§ Input material:
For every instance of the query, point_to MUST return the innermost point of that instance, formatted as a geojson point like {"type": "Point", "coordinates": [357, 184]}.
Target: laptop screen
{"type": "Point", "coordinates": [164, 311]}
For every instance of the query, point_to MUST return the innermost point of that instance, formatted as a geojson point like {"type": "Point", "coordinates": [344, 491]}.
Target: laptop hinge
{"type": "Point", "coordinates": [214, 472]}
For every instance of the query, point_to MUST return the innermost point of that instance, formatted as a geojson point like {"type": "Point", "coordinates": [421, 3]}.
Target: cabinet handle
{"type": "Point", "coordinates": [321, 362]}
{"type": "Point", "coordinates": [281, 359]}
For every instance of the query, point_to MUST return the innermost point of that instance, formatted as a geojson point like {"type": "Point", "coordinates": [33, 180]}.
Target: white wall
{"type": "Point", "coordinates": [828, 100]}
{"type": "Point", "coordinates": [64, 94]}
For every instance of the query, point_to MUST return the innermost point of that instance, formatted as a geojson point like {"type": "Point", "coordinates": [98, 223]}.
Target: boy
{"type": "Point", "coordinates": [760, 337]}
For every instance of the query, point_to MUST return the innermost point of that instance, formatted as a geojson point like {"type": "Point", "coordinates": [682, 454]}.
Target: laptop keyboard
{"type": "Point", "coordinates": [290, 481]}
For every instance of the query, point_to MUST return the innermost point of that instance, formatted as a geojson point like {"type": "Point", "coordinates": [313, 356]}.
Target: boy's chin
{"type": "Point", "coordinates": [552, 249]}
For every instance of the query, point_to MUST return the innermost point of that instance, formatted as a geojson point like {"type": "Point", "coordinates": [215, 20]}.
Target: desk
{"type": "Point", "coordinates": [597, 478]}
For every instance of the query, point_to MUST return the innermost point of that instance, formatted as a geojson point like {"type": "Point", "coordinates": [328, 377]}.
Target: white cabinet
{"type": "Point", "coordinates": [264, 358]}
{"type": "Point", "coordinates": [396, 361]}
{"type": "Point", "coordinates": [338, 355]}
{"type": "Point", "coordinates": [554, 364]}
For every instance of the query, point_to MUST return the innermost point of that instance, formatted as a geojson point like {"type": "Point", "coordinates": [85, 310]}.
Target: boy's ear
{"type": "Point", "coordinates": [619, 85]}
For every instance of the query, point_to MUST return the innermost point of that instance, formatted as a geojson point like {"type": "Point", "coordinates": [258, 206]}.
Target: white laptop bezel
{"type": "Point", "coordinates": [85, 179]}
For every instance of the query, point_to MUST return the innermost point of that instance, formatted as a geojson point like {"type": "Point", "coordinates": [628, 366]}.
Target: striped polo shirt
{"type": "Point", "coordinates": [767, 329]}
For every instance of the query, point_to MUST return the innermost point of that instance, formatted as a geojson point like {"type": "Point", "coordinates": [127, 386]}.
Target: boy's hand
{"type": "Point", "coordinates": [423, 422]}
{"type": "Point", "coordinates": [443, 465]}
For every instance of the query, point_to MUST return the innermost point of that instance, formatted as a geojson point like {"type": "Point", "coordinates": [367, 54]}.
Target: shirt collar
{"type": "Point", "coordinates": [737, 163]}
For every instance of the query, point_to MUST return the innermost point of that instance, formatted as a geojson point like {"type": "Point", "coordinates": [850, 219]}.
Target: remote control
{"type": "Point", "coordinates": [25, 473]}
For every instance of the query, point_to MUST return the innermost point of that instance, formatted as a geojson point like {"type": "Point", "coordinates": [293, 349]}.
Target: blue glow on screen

§ Challenge: How many of the lines above contain the word "white"? Reply with the number alone.

§ Solution for this exercise: 3